I'm trying to pass an overloaded function pointer to template function as a parameter.
float Function1(float par1)
{
return 0;
}
float Function1(float par1, float par2)
{
return 0;
}
template<typename R, typename A1>
void Bind(R(*func)(A1))
{
std::cout << "Correct one called\n";
}
template<typename R, typename A1, typename A2>
void Bind(R(*func)(A1, A2))
{
std::cout << "False one called\n";
}
int main()
{
Bind<float, float>(&Function1);
}
Even tho i call the function with 2 float parameters explicity, compiler can't seem to resolve the correct call.
Compiler shows an 'ambiguous function call' error.
I have created a small sample here:
http://liveworkspace.org/code/4kVlUY$195
What's the cause of this error?
Thank you.

Extracted entries:
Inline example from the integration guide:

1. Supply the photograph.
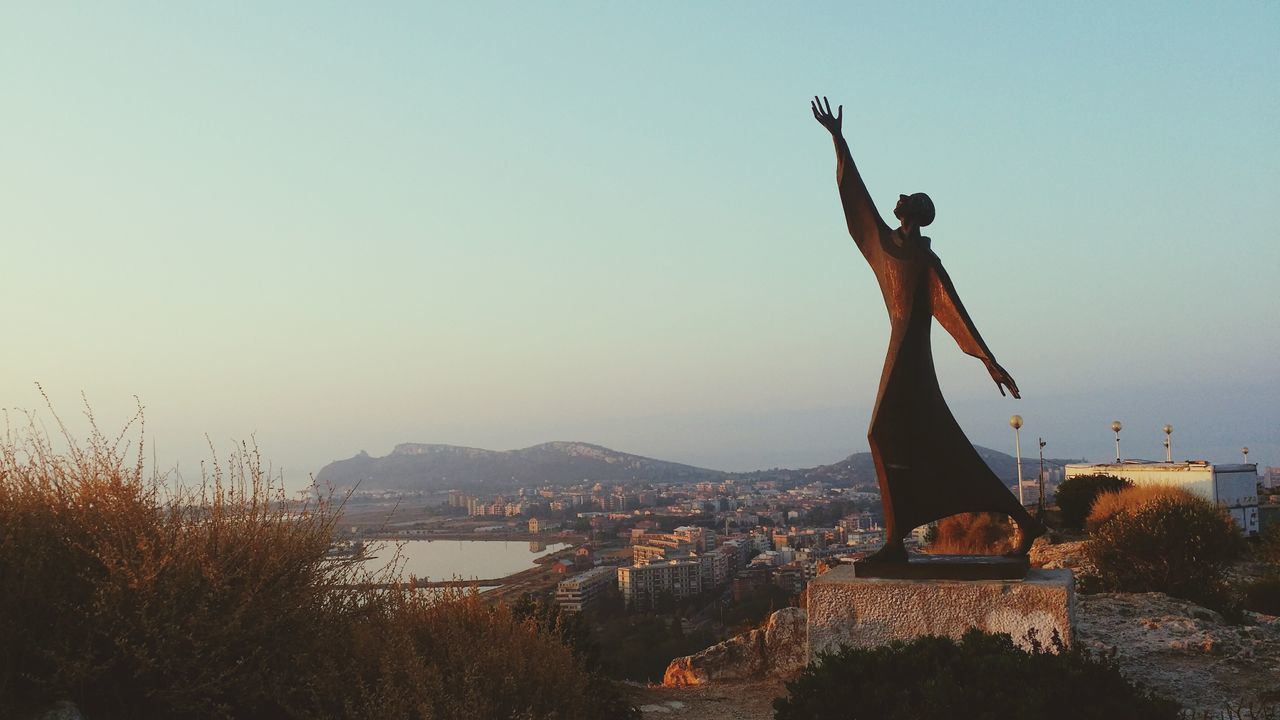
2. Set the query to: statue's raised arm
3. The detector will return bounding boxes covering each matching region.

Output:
[809,95,888,255]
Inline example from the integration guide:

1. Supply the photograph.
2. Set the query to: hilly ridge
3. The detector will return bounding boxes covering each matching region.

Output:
[316,442,1036,491]
[316,442,724,489]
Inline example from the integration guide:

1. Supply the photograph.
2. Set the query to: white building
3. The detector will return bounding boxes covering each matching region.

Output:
[1066,460,1258,536]
[618,560,703,607]
[556,565,618,612]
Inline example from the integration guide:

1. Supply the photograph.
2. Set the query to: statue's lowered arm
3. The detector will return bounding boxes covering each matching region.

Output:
[929,252,1021,397]
[810,97,888,259]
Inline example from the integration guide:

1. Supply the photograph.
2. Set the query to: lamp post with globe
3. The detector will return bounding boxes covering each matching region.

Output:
[1009,415,1027,506]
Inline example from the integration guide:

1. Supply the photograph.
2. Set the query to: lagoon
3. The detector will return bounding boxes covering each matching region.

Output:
[369,539,570,580]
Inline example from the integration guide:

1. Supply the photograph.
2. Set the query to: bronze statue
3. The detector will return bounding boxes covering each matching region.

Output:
[812,96,1044,562]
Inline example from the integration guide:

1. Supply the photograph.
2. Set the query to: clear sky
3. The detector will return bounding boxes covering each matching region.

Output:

Exercises to complete:
a) In the C++ question about overloaded function pointers, reproduce the passage from "I'm trying to" to "void Bind(R(*func)(A1))", substituting "Compute" for "Function1".
b) Proceed with the C++ question about overloaded function pointers, picking up after its final sentence.
This material comes from a separate source.

Outputs for the tasks:
a)
I'm trying to pass an overloaded function pointer to template function as a parameter.
float Compute(float par1)
{
return 0;
}
float Compute(float par1, float par2)
{
return 0;
}
template<typename R, typename A1>
void Bind(R(*func)(A1))

b)
The ambiguity comes when you try to take Function1's address. The compiler sees 2 overloads and it can't know which one you're referring to. You need to explicitly indicate which one you want:
Bind(
static_cast<float(*)(float, float)>(&Function1)
);
You're indicating template arguments explicitly on the call to Bind, but that's too late, the ambiguity was found before that point.
You need to resolve the ambiguity manually, such as with a cast expression.
Bind<float, float>( static_cast< float (*)(float par1, float par2)>( &Function1 ));
According to the error message, it's not Function1 that's ambiguous, it's Bind.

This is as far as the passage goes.